29.11.12

Manuel Neila lee "Un centro fugitivo"


ÁLVARO VALVERDE, UN POETA NECESARIO

Cumplido el necesario e imprevisible periodo de aprendizaje, Álvaro Valverde (Plasencia, 1959) se inició como poeta con Territorio (1985), un libro primerizo de índole experimental, en la línea más acendrada de la poesía formalista, que daba señales de agotamiento durante aquellos años. Desde entonces hasta ahora, el autor de Una oculta razón ha devenido en un poeta esencial, necesario a fuerza de cauteloso, como queda de manifiesto en Un centro fugitivo. Antología poética (1985-2010), editada con esmero por el poeta Jordi Doce, compañero de generación, y publicada recientemente en la excelente colección “Arrecifes” de La Isla de Siltolá (1912).
La trayectoria poética de Álvaro Valverde, tan bien trazada en esta antología, muestra una unidad inequívoca de sentido, lo que no es óbice para que presente una evolución estética ascendente. La unidad de sentido viene dada por lo que podemos denominar la topofilia del poeta, es decir, por el valor humano que confiere a los espacios de posesión, a los espacios defendidos contra las fuerzas adversas, en fin, a los espacios amados. De modo que la intención del autor a lo largo de toda su obra consiste en hacer de los lugares donde transcurre su vida un espacio habitable. “Hagamos de este lugar un territorio”: concluye el poema que abre la antología.
^^^^^^^^
▶ [LA PETICIÓN]: Duplica, sin cambiar nada, el trozo del fragmento que empieza con "Cumplido el necesario" y sigue hasta "de Siltolá (1912).". Los registros no tienen nada que ver con esto.
^^^^^^^^
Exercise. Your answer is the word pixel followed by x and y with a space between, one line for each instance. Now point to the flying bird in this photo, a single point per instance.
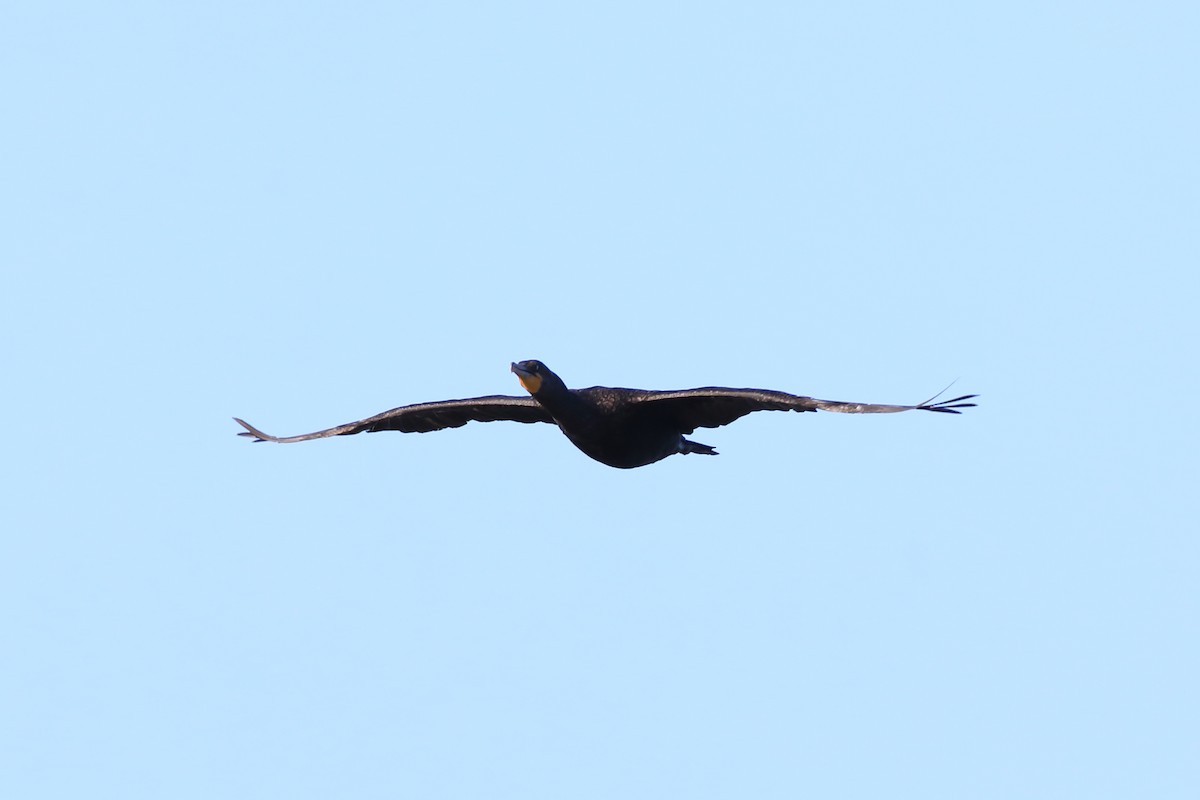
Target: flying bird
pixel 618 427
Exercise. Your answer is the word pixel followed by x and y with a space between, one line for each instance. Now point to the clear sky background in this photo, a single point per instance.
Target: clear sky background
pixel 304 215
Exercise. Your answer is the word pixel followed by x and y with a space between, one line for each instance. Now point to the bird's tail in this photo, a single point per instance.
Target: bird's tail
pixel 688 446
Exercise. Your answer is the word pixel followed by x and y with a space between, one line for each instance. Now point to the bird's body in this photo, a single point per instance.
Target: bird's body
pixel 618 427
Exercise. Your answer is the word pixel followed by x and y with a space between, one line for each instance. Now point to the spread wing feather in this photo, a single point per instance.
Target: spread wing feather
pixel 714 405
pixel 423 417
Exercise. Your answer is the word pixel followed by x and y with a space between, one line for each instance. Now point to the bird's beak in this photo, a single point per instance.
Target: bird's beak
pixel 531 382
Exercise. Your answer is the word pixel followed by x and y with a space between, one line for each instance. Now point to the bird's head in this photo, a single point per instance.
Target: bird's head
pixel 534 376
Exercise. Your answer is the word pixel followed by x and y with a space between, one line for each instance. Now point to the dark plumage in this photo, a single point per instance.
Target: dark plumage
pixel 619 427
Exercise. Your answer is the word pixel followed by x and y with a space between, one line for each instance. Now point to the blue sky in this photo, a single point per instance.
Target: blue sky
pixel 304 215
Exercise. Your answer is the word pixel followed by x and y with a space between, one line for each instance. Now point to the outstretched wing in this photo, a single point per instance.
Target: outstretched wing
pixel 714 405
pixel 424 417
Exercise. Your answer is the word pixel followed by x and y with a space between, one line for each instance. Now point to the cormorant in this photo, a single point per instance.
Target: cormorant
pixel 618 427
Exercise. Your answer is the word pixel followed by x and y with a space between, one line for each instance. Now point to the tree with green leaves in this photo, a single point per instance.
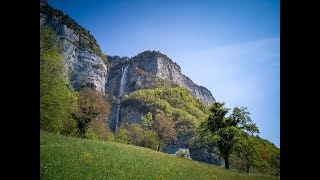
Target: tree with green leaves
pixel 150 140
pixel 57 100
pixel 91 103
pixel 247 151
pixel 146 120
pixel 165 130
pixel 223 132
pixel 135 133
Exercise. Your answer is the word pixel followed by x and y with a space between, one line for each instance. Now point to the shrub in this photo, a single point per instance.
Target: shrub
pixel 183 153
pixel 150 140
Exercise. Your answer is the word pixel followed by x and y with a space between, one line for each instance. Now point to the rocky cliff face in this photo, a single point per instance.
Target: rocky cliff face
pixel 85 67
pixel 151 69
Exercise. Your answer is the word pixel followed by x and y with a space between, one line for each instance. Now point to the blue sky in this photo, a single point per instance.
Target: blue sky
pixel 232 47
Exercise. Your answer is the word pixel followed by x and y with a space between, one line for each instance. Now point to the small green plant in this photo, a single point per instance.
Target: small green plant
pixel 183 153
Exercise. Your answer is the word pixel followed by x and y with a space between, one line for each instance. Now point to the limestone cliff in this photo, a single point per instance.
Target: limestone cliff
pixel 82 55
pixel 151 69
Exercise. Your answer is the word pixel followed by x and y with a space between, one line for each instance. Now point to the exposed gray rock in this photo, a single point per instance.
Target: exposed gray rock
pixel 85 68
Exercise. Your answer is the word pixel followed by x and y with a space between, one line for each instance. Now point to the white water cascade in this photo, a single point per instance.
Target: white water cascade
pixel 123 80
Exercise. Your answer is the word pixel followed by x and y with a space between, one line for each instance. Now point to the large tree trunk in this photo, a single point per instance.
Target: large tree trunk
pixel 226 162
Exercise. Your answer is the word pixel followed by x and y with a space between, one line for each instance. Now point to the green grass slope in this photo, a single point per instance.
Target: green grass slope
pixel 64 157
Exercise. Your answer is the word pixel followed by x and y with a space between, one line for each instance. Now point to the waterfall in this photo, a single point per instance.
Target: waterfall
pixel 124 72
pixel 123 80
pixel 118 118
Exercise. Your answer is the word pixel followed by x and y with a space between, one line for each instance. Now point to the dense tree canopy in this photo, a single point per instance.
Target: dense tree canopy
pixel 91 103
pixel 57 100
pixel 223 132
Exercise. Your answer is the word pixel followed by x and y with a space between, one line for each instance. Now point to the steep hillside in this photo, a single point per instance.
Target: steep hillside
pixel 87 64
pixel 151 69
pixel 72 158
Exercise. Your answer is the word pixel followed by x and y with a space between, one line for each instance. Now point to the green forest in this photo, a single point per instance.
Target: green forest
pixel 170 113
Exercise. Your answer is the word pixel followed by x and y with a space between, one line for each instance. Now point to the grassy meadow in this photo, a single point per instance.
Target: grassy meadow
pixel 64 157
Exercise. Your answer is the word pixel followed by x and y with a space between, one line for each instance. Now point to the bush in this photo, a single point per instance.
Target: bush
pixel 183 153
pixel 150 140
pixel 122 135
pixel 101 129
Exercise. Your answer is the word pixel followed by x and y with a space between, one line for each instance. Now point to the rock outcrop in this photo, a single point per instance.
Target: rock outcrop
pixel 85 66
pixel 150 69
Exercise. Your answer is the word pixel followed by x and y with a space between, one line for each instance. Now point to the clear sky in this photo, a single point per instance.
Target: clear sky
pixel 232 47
^^^^^^^^
▶ [RESULTADO FINAL]:
Cumplido el necesario e imprevisible periodo de aprendizaje, Álvaro Valverde (Plasencia, 1959) se inició como poeta con Territorio (1985), un libro primerizo de índole experimental, en la línea más acendrada de la poesía formalista, que daba señales de agotamiento durante aquellos años. Desde entonces hasta ahora, el autor de Una oculta razón ha devenido en un poeta esencial, necesario a fuerza de cauteloso, como queda de manifiesto en Un centro fugitivo. Antología poética (1985-2010), editada con esmero por el poeta Jordi Doce, compañero de generación, y publicada recientemente en la excelente colección “Arrecifes” de La Isla de Siltolá (1912).